Objective: Reproduce the lines below, substituting "comma-delimited" for each occurrence of "comma-separated" and leaving every other part unchanged.

BEGIN Given entries

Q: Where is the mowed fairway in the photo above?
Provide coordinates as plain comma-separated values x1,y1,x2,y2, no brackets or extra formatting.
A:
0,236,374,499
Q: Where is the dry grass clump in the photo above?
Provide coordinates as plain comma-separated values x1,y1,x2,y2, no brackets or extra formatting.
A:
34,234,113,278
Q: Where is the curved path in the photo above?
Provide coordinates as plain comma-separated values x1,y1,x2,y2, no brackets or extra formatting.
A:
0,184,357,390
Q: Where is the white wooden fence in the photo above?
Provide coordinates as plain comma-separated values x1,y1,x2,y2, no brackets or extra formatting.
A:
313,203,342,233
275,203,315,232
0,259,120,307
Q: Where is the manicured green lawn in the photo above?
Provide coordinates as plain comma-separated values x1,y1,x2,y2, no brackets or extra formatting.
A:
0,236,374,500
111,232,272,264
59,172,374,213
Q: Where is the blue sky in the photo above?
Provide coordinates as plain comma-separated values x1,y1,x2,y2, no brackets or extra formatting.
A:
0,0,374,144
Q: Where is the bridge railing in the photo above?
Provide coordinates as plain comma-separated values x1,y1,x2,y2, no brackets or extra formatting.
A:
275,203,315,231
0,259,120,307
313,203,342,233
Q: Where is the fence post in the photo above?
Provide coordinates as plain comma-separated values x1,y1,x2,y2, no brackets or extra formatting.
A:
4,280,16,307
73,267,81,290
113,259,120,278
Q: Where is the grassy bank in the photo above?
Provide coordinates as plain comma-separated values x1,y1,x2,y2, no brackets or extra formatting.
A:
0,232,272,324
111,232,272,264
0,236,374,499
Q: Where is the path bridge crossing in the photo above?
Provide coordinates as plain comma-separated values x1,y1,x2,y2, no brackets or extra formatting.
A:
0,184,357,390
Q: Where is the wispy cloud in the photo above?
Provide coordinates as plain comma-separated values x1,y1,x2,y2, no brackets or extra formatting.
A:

END Given entries

Full output:
Q: Where is the mowed fairway in the photo above?
Provide coordinates as plain comma-delimited values x1,y1,x2,y2, no brackets or extra formatting.
A:
0,236,374,499
Q: Where is the dry grass clump in the photo above?
Provide coordinates as plain comma-delimited values x1,y1,x2,y2, no brackets or extra formatting.
A:
34,234,113,278
Q: Where is the curved path in the photo above?
Provide coordinates as plain comma-delimited values x1,y1,x2,y2, no brackets or extra formatting.
A:
0,184,357,390
Q: Where is the white wooden fence in the photo above?
Provide coordinates as plain comma-delimited values x1,y1,x2,y2, no brackets or extra formatting.
A:
313,203,342,233
275,203,315,232
0,259,120,307
Q: Where is the manicured green lawn in the photo above?
Provide coordinates as plain comma-delimited values x1,y1,x2,y2, no brackets or extra formatting.
A:
0,236,374,500
111,232,272,264
59,172,374,213
Q: Where is the blue sky in the photo above?
Provide coordinates as plain comma-delimited values x1,y1,x2,y2, no brackets or extra formatting.
A:
0,0,374,144
Q: Where is the bridge railing in the photo above?
Provide coordinates as plain comma-delimited values x1,y1,x2,y2, no brackets or extra formatting.
A:
275,203,315,231
0,259,120,307
313,203,342,233
Q: Where is the fence post in the photo above?
Provide coordinates as plain comma-delimited values x1,y1,x2,y2, no brackets or extra formatting.
A:
4,280,16,307
73,267,81,290
113,259,120,278
Q: Where is the grassy bank in the photo above?
Provide coordinates as plain comma-delimited values x1,y1,x2,y2, no brackets or extra formatting.
A:
0,232,272,324
111,232,272,264
0,236,374,499
Q: Where is the path bridge crossing in the photo above?
Provide coordinates as plain comma-delimited values x1,y1,x2,y2, no brackets or extra formatting.
A:
0,184,357,390
Q: Where is the wispy cloud in the photo above?
Provide coordinates as plain comma-delimited values x1,y1,x2,y2, no brackets or extra formatting.
A:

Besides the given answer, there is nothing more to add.